If patients with G6PD deficiency are exposed to risk factors, such as certain medications, environmental factors, or foods, it can lead to hemolysis.
G6PD deficiency is one of the most common enzyme disorders in the world, explained Cyrine E. Haidar, PharmD, BCPS, BCOP, FASHP, during her presentation at the HOPA Annual Conference 2023. Patients with this inherited deficiency can experience hemolysis when exposed to certain triggers.
G6PD deficiency is also one of the oldest known and documented enzyme deficiencies in history, explained Haidar. In 510 BC, Pythagoras recognized it as a “broad bean problem,” which he also termed favism. Then, in 1956, genetic G6PD deficiency was observed to be the cause of primaquine-induced anemia.
Currently, G6PD deficiency affects 5% of the world’s population, with approximately 400 million people estimated to have the disorder.
“It's something that is common in specific parts of the world,” Haidar said during the presentation. “There's a higher prevalence in Southeast Asia, Sub Saharan Africa, the Mediterranean Peninsula, and there are areas of moderate prevalence, such as in the United States, depending on where the population [with this disorder] has migrated to.”

* **Work item A**
In the passage on G6PD deficiency, approximately how many people are estimated to have the disorder?
* **Work item B**
From the passage on G6PD deficiency, write out the part that begins at the words "G6PD deficiency is one" and stops after "of primaquine-induced anemia.".

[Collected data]

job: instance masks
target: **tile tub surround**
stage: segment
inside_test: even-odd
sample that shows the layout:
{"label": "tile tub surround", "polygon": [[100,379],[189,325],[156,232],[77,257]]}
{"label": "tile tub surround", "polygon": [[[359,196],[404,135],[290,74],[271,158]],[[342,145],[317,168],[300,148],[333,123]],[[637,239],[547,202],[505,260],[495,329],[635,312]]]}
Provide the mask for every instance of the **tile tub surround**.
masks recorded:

* **Result A**
Approximately 400 million people.

* **Result B**
G6PD deficiency is one of the most common enzyme disorders in the world, explained Cyrine E. Haidar, PharmD, BCPS, BCOP, FASHP, during her presentation at the HOPA Annual Conference 2023. Patients with this inherited deficiency can experience hemolysis when exposed to certain triggers.
G6PD deficiency is also one of the oldest known and documented enzyme deficiencies in history, explained Haidar. In 510 BC, Pythagoras recognized it as a “broad bean problem,” which he also termed favism. Then, in 1956, genetic G6PD deficiency was observed to be the cause of primaquine-induced anemia.